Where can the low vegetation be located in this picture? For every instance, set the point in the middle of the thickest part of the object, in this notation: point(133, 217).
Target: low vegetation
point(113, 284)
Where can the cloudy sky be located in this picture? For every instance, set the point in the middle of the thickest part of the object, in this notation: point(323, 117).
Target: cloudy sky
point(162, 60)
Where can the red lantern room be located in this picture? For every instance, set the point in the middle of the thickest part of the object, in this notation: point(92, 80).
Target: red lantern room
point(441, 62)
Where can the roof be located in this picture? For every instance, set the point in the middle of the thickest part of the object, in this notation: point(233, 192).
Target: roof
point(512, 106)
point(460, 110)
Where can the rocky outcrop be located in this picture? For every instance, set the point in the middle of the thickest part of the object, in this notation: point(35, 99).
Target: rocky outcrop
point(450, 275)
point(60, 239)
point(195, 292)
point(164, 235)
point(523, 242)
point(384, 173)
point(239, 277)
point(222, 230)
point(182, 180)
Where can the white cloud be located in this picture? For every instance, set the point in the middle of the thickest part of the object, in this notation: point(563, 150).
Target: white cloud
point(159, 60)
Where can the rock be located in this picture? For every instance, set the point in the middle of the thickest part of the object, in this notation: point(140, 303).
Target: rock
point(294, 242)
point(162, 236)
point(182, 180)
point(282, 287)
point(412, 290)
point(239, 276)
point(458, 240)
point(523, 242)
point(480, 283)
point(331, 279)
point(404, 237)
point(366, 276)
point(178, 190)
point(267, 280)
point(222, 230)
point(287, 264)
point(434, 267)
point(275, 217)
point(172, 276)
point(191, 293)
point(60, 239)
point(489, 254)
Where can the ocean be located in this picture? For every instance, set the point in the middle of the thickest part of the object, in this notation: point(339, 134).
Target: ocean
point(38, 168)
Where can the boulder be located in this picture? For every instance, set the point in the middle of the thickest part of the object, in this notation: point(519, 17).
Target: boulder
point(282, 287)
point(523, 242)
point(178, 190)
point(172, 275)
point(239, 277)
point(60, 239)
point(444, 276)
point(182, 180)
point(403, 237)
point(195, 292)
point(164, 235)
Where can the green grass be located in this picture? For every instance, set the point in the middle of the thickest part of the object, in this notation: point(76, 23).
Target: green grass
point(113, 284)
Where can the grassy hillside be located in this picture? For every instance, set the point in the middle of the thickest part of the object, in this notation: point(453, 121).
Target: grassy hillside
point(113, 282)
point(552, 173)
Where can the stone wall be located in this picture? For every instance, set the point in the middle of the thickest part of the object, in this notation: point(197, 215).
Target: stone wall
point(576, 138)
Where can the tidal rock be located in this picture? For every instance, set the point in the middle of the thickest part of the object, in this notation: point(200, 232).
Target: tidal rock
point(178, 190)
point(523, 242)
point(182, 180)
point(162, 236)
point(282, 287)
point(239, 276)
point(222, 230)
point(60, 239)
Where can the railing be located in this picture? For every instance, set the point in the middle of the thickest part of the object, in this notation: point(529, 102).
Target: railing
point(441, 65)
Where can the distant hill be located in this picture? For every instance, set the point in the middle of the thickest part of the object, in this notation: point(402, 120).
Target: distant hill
════
▶ [SCHRIFTELIJKE OPDRACHT]
Geef alle regels van het bovenstaande materiaal weer als een genummerde lijst en laat lege regels weg.

▶ [JUIST ANTWOORD]
1. Where can the low vegetation be located in this picture? For every instance, set the point in the middle of the thickest part of the object, in this notation: point(133, 217).
2. Target: low vegetation
3. point(113, 284)
4. Where can the cloudy sky be located in this picture? For every instance, set the point in the middle of the thickest part of the object, in this notation: point(323, 117).
5. Target: cloudy sky
6. point(162, 60)
7. Where can the red lantern room be located in this picture? For every instance, set the point in the middle of the thickest part of the object, in this notation: point(92, 80).
8. Target: red lantern room
9. point(441, 62)
10. Where can the roof be located in this picture? For every instance, set the point in the middle of the thickest part of the object, in this notation: point(233, 192).
11. Target: roof
12. point(512, 106)
13. point(460, 110)
14. Where can the rocky outcrop be located in this picture? For every instance, set the point in the middle of the thickest part of the object, in this notation: point(35, 99).
15. Target: rocky outcrop
16. point(450, 275)
17. point(60, 239)
18. point(195, 292)
19. point(164, 235)
20. point(523, 242)
21. point(384, 173)
22. point(239, 277)
23. point(222, 230)
24. point(182, 180)
25. Where can the white cloud be located in this picture? For every instance, set the point in the middle of the thickest part of the object, in this notation: point(563, 150).
26. Target: white cloud
27. point(159, 60)
28. Where can the rock be located in this picture? For every instance, set the point in the middle of the thickest part of the object, in this notation: point(140, 303).
29. Target: rock
30. point(294, 242)
31. point(162, 236)
32. point(182, 180)
33. point(282, 287)
34. point(412, 290)
35. point(239, 276)
36. point(458, 240)
37. point(523, 242)
38. point(480, 283)
39. point(331, 279)
40. point(404, 237)
41. point(366, 276)
42. point(178, 190)
43. point(267, 280)
44. point(222, 230)
45. point(287, 264)
46. point(434, 267)
47. point(275, 217)
48. point(172, 276)
49. point(191, 293)
50. point(60, 239)
51. point(489, 254)
52. Where can the ocean be located in this picture? For every instance, set the point in the middle of the thickest part of the object, in this notation: point(339, 134).
53. Target: ocean
54. point(38, 168)
55. Where can the boulder be located in this picture? For every instance, set the point in the middle of the thickest part of the object, in this notation: point(519, 17).
56. Target: boulder
57. point(282, 287)
58. point(523, 242)
59. point(178, 190)
60. point(172, 275)
61. point(239, 277)
62. point(60, 239)
63. point(444, 276)
64. point(182, 180)
65. point(403, 237)
66. point(195, 292)
67. point(164, 235)
68. Where can the green grass be located in this picture? For every instance, set the point in the middle of the thickest part of the object, in this notation: point(76, 23).
69. Target: green grass
70. point(113, 284)
71. Where can the grassy hillside be located in this picture? For every instance, set the point in the middle of the thickest part of the object, in this notation: point(453, 121).
72. Target: grassy hillside
73. point(113, 282)
74. point(552, 173)
75. Where can the stone wall be located in this picture? For every instance, set the point in the middle of the thickest part of the object, in this notation: point(197, 215).
76. Target: stone wall
77. point(576, 138)
78. Where can the tidal rock be located in this picture? For every instance, set the point in the middle of the thickest part of the object, in this notation: point(200, 232).
79. Target: tidal rock
80. point(178, 190)
81. point(523, 242)
82. point(182, 180)
83. point(162, 236)
84. point(282, 287)
85. point(239, 276)
86. point(222, 230)
87. point(60, 239)
88. Where can the railing be located in this picture? For every instance, set the point in the middle of the thickest part of the object, in this notation: point(529, 102).
89. Target: railing
90. point(441, 65)
91. Where can the distant hill be located in this picture? For every instance, set the point in the middle of the thickest part of the object, in this notation: point(402, 120).
92. Target: distant hill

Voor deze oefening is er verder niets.